▸ **Short task A**
Return the stretch of the merge speed-up review from "This seems like" through "than I have).", copied word for word.
— START OF Extract to read —
[MERGE] Make merge more than 2x faster

Thu Jul 12 22:41:06 BST 2007

-----BEGIN PGP SIGNED MESSAGE-----
Hash: SHA1

Aaron Bentley wrote:
> Hi all,
> 
> This patch improves the speed of merge by
> - avoiding a pointless round of conflict detection
> - avoiding duplicate_entry detection when no files have been added
> - avoiding checking whether the base revision is an ancestor if it was
>   selected via least-common-ancestor
> - using set_parent_trees instead of add_parent
> - using dirstate revision trees where possible
> - caching revision trees for later use
> 
> Combined, for my example, they reduce total execution time from ~3.2
> seconds to ~1.5 seconds.
> 
> Aaron

+    def _add_parent(self):

This seems like it should be called '_add_parents()' since it adds any new
parents that it finds.

As for performance improvements, one issue with DirState as it stands, is that
it requires 2 passes to update the working inventory and the parent trees
(rather than a single: here is all your new information). I'm guessing text
extraction is much more of a problem, but it might be something to think about.
(You've done more profiling in this area than I have).


Have you tried it with my knit_index_pyrex patch? It should help merge a lot if
it is reading data from different file knits. (Like merging 100 revisions of
bzr.dev into an old branch).


+        try:
+            pb = ui.ui_factory.nested_progress_bar()
+            try:
+                this_repo = self.this_branch.repository
+                graph = this_repo.get_graph()
+                revisions = [ensure_null(self.this_basis),
+                             ensure_null(self.other_basis)]
+                if NULL_REVISION in revisions:
+                    self.base_rev_id = NULL_REVISION
+                else:
+                    self.base_rev_id = graph.find_unique_lca(*revisions)
+                    if self.base_rev_id == NULL_REVISION:
+                        raise UnrelatedBranches()
+            finally:
+                pb.finished()
+        except NoCommonAncestor:
+            raise UnrelatedBranches()

^- It seems like your try/finally for the pb should be outside your try/except
NoCommonAncestor, though the except NoCommonAncestor seems completely
unnecessary at this point, since it looks like find_unique_lca returns
NULL_REVISION rather thain raising NoCommonAncestor.
— END OF Extract to read —
▸ **Short task B**
Swap "dropping" for "placing" in the listing, from the line that contains "In this exercise you will mark the sunset" through the end of the listing, and give back only those lines with nothing else changed.
— START OF Data to process —
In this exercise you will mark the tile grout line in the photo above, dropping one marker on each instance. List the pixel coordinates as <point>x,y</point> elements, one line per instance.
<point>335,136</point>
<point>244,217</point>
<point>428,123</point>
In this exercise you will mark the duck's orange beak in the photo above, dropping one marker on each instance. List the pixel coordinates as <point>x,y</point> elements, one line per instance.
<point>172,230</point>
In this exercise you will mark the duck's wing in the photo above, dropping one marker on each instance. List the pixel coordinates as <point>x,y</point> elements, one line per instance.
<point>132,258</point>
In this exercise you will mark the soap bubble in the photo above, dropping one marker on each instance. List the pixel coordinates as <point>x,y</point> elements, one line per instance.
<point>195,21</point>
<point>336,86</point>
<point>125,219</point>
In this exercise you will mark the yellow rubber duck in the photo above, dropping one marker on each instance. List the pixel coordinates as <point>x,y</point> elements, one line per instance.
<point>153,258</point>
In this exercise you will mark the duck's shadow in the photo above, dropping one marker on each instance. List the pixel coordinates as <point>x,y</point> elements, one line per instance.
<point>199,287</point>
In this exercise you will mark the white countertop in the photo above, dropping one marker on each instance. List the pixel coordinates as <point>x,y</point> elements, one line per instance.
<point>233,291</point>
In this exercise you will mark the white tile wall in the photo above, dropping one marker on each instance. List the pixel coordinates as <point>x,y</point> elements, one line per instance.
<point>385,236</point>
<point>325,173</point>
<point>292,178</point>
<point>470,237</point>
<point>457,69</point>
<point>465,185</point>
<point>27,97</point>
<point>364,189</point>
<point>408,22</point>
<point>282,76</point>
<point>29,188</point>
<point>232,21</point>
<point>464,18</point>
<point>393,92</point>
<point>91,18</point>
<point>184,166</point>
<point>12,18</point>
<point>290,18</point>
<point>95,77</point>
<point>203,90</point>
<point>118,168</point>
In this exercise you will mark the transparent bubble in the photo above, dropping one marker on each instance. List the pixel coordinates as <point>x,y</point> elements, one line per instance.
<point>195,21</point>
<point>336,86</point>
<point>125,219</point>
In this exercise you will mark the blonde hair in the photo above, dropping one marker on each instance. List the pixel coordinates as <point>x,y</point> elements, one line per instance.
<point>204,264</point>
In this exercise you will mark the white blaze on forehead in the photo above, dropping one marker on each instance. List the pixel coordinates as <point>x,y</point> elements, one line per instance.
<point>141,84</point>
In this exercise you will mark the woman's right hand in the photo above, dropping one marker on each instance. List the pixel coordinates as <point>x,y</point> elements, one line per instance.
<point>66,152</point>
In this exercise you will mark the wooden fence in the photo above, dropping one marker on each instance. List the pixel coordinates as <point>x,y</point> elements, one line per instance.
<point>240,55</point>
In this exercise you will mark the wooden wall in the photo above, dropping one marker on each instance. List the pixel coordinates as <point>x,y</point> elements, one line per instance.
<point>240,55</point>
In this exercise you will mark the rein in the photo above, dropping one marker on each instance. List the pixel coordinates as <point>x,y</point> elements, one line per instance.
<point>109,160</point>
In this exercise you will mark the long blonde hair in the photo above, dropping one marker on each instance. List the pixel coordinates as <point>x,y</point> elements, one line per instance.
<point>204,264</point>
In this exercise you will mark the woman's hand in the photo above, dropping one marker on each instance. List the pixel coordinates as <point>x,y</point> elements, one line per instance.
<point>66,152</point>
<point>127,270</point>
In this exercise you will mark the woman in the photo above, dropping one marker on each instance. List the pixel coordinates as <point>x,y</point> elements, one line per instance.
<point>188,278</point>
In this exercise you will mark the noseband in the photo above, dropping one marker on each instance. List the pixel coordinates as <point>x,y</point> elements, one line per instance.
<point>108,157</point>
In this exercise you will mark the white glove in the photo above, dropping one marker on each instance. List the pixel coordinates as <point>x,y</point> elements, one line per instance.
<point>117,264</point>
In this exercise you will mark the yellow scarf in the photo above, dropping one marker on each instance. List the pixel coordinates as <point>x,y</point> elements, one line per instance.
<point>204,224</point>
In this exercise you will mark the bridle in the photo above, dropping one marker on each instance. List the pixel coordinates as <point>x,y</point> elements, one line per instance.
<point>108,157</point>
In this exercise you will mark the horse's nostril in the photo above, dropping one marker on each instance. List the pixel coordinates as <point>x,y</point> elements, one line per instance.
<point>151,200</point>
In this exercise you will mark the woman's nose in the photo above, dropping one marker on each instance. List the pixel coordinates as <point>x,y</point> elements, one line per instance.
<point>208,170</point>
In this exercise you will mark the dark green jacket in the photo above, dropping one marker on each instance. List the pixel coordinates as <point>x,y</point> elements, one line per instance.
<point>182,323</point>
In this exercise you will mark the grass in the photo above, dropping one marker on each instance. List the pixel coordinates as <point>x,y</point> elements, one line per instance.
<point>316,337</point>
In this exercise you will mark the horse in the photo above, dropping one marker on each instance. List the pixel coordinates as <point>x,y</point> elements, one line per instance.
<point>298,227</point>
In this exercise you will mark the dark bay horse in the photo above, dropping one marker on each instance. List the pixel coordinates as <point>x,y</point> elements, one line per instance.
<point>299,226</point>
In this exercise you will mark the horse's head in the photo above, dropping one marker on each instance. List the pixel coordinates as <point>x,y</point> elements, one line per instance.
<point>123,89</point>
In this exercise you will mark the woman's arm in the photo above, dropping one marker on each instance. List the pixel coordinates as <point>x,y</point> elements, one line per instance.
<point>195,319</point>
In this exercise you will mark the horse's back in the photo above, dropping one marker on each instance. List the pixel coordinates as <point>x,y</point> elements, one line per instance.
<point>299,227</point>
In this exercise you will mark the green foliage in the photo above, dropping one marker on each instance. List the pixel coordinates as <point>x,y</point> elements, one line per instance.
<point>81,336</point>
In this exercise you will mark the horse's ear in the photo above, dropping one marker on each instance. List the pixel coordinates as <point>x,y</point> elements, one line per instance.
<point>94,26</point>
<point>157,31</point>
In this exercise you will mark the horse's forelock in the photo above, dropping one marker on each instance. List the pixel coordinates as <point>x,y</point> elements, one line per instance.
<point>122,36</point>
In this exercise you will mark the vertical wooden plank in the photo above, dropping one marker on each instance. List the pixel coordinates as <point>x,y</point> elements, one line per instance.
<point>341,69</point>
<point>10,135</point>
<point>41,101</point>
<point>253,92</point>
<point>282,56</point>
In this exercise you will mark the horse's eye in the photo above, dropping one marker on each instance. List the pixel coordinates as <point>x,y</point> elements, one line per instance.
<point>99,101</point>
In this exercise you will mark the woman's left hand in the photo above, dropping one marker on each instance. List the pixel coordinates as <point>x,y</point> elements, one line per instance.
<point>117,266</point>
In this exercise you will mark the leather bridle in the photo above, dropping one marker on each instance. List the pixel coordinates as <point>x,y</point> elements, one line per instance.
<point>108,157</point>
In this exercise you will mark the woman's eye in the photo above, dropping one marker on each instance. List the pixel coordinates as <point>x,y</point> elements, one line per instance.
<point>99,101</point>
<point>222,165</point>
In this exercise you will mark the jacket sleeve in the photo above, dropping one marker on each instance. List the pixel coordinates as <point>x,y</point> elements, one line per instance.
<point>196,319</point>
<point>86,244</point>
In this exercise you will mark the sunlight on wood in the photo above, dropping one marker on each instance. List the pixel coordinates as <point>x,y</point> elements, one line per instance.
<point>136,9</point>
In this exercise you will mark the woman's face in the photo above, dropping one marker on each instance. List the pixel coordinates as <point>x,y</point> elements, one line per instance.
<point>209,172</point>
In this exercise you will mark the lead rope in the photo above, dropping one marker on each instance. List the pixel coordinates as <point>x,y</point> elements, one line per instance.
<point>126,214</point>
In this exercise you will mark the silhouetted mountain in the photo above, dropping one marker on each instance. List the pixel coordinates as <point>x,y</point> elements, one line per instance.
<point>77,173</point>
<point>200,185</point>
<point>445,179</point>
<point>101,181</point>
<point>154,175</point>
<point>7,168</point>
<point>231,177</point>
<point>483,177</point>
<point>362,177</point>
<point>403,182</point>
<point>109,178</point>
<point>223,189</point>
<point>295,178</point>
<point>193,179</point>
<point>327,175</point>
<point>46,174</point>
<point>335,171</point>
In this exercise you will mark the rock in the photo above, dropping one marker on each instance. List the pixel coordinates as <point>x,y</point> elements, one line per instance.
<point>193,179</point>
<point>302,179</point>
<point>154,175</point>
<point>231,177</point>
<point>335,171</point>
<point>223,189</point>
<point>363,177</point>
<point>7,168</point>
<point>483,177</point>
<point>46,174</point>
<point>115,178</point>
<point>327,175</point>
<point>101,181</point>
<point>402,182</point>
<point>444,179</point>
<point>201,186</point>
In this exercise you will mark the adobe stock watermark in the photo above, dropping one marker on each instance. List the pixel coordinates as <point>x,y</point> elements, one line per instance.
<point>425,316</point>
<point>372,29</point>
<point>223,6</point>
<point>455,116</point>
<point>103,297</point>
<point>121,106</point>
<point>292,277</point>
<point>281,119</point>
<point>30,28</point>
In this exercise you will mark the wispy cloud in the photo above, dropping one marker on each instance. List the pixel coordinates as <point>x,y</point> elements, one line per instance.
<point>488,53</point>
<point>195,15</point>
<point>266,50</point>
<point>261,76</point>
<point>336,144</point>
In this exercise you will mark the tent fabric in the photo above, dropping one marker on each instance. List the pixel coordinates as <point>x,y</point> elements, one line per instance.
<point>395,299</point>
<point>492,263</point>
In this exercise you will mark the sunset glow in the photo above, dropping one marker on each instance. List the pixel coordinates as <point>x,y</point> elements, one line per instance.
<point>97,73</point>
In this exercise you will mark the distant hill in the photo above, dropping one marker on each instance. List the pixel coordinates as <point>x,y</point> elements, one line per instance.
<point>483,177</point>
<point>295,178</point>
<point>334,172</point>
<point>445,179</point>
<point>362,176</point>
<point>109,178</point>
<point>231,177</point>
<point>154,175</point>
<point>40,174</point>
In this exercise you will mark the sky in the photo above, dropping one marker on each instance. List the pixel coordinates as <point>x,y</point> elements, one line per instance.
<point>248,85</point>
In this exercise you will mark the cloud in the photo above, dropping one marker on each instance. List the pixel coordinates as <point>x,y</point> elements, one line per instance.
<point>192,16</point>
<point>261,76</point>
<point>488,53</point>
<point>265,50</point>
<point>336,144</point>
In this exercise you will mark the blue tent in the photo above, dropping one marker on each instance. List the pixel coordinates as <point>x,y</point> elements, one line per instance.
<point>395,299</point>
— END OF Data to process —
▸ **Reply A**
This seems like it should be called '_add_parents()' since it adds any new
parents that it finds.

As for performance improvements, one issue with DirState as it stands, is that
it requires 2 passes to update the working inventory and the parent trees
(rather than a single: here is all your new information). I'm guessing text
extraction is much more of a problem, but it might be something to think about.
(You've done more profiling in this area than I have).

▸ **Reply B**
In this exercise you will mark the sunset glow in the photo above, placing one marker on each instance. List the pixel coordinates as <point>x,y</point> elements, one line per instance.
<point>97,73</point>
In this exercise you will mark the distant hill in the photo above, placing one marker on each instance. List the pixel coordinates as <point>x,y</point> elements, one line per instance.
<point>483,177</point>
<point>295,178</point>
<point>334,172</point>
<point>445,179</point>
<point>362,176</point>
<point>109,178</point>
<point>231,177</point>
<point>154,175</point>
<point>40,174</point>
In this exercise you will mark the sky in the photo above, placing one marker on each instance. List the pixel coordinates as <point>x,y</point> elements, one line per instance.
<point>248,85</point>
In this exercise you will mark the cloud in the photo above, placing one marker on each instance. List the pixel coordinates as <point>x,y</point> elements, one line per instance.
<point>192,16</point>
<point>261,76</point>
<point>488,53</point>
<point>265,50</point>
<point>336,144</point>
In this exercise you will mark the blue tent in the photo above, placing one marker on each instance. List the pixel coordinates as <point>x,y</point> elements, one line per instance.
<point>395,299</point>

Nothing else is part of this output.